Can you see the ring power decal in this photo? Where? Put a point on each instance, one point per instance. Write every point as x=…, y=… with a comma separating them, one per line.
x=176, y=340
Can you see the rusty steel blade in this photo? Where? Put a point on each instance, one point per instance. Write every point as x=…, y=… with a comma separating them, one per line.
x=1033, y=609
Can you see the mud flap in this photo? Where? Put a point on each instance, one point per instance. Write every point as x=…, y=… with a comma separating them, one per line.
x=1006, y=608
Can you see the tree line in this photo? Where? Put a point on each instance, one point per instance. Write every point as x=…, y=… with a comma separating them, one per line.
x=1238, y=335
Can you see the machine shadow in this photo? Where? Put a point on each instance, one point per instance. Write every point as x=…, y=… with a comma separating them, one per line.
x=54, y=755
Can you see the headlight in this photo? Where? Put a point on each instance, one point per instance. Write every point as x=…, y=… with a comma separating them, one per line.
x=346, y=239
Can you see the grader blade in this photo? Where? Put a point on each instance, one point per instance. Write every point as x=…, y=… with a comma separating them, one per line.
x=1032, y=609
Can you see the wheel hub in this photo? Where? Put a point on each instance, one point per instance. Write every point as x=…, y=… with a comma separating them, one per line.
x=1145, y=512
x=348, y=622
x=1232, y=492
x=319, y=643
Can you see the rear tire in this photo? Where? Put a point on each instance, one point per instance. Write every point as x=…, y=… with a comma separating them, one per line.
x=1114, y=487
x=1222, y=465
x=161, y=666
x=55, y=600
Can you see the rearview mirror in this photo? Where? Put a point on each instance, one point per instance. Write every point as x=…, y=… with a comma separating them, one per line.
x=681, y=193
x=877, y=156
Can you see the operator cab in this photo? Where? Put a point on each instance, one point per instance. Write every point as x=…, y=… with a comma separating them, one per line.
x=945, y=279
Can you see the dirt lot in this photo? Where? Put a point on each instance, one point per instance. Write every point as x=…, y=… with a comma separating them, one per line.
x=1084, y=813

=-=-=-=-=

### Description of the task:
All of the data above should be output exactly.

### Reply to the task:
Can you see the ring power decal in this photo? Where? Put a point on each instance, one point per instance. Write every point as x=…, y=… with a comma separating them, one per line.
x=176, y=340
Can you see the rusty steel blade in this photo? Where? Put a point on each instance, one point per instance. Write every point as x=…, y=… with a comma separating them, one per line.
x=1033, y=609
Can you see the mud flap in this photo? Where? Put a point on each instance, one point per instance. Write every point as x=…, y=… with a comma separating them, one per line.
x=1006, y=608
Can you see the tree line in this photo? Where? Put a point on each instance, one point per instance. Write every point as x=…, y=… with a comma separating them, one per line.
x=1238, y=335
Can you see the machine shadow in this photo? Where? Put a point on each instance, one point per instance. Write every point as x=…, y=… with a comma separating them, one per line.
x=54, y=755
Can you see the headlight in this photo? Where? Put a point on each instance, one point per instance. Write every point as x=…, y=… with a comma separating them, one per line.
x=346, y=239
Can you see the grader blade in this photo? Where? Put a point on each instance, one point per instance. Write every point as x=…, y=… with a comma separating them, one per line.
x=1032, y=609
Can you see the wheel hub in this photo? Where? Put a point on each instance, one point per instance. Write every point as x=…, y=… with a comma separating them, one per line.
x=1145, y=512
x=348, y=622
x=1232, y=492
x=319, y=643
Can you see the rear tire in this photo? Where? Put a point on each instance, one point per instance. Write every point as x=…, y=… with a comma separating them, one per line.
x=1114, y=487
x=1222, y=465
x=161, y=666
x=55, y=600
Can you see the rearview mirror in this photo? Where? Put a point on each instance, one point per instance. Write every point as x=…, y=… with a comma separating them, one per line.
x=681, y=193
x=877, y=156
Can you see the operator cab in this photo? Where? Put a point on each instance, one point per instance. Write every point as x=…, y=… with a comma separating them, one per line.
x=945, y=279
Can you see the dirt lot in this photo? Where? Put a point on each instance, one point per instance. Write every point as x=…, y=… with a comma separating them, one per line.
x=1084, y=813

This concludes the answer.